__STATED EXERCISE__
Identify every line of the records below that contains the word "white", and copy each of those lines.

Records from a point-labeling set:
▬▬▬▬▬▬

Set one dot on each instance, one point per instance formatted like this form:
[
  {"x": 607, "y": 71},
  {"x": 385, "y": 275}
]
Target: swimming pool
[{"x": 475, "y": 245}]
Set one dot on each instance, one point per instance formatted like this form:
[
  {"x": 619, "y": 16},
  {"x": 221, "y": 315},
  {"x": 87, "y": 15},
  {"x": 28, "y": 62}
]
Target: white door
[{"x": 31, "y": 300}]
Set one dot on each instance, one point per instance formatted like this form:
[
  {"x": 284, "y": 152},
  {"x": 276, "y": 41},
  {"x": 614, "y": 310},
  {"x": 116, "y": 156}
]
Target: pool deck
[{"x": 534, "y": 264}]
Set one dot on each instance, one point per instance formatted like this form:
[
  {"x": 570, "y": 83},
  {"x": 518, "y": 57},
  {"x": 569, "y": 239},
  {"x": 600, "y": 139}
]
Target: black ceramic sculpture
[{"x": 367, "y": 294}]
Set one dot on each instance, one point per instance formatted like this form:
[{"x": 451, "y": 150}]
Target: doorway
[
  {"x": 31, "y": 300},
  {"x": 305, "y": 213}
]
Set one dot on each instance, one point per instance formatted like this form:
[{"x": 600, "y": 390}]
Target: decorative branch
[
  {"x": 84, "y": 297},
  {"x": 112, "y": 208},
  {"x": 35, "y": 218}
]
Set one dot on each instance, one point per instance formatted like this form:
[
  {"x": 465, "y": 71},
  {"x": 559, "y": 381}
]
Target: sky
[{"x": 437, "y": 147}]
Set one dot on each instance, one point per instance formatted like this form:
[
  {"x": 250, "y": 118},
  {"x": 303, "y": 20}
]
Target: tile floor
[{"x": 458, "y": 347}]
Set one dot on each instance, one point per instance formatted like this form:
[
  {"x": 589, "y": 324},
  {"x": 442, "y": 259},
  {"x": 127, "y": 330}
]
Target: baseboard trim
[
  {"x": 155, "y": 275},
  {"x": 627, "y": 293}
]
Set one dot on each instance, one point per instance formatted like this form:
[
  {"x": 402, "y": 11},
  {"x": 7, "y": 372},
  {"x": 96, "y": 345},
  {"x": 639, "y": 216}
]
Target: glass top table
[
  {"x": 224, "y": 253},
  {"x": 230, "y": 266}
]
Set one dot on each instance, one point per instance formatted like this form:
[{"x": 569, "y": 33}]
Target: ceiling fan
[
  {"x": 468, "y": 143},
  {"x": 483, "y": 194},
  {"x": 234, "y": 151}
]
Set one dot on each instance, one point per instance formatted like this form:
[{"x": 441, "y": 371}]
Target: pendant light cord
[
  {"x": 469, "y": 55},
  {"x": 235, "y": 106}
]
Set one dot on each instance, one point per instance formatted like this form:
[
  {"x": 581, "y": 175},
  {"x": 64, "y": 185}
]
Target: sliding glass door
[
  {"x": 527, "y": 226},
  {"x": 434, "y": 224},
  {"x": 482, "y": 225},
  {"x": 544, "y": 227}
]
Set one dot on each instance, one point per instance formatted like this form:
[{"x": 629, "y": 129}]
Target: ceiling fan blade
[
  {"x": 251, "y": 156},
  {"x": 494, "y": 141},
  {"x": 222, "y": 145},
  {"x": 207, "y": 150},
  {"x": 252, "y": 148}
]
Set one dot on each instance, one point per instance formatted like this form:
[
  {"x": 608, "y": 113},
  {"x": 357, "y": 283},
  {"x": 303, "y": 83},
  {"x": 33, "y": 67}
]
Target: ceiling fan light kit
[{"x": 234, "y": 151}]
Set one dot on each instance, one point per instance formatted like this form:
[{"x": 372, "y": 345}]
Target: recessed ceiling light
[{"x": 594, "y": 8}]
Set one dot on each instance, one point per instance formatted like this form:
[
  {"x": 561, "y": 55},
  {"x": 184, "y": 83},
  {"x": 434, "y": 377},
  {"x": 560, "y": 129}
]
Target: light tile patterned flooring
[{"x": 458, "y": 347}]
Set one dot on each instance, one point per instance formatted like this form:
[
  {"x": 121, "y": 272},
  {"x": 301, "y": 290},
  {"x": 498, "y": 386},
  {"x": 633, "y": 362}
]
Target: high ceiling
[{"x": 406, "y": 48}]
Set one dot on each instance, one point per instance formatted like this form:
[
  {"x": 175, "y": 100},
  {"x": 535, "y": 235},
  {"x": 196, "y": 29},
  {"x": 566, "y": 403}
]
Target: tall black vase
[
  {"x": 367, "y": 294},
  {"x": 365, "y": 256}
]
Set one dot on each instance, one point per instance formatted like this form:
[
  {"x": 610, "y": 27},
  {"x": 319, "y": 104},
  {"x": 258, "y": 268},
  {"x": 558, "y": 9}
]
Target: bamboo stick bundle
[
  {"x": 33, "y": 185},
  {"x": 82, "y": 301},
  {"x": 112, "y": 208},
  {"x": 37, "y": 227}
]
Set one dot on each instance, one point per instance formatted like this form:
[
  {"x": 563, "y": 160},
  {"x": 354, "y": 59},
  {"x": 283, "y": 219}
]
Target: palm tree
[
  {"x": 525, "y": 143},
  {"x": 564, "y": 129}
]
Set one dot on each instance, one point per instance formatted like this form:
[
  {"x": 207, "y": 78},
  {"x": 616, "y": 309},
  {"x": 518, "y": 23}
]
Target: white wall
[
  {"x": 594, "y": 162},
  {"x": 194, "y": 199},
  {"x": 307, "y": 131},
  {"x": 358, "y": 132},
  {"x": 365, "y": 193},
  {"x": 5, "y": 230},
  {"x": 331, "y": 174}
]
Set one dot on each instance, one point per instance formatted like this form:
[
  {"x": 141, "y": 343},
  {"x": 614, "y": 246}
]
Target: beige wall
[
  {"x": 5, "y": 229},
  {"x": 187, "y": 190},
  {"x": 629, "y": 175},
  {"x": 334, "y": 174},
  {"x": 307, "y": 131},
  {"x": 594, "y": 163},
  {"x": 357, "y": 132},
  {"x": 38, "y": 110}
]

▬▬▬▬▬▬

__ANSWER TO THIS TASK__
Target: white door
Target: white wall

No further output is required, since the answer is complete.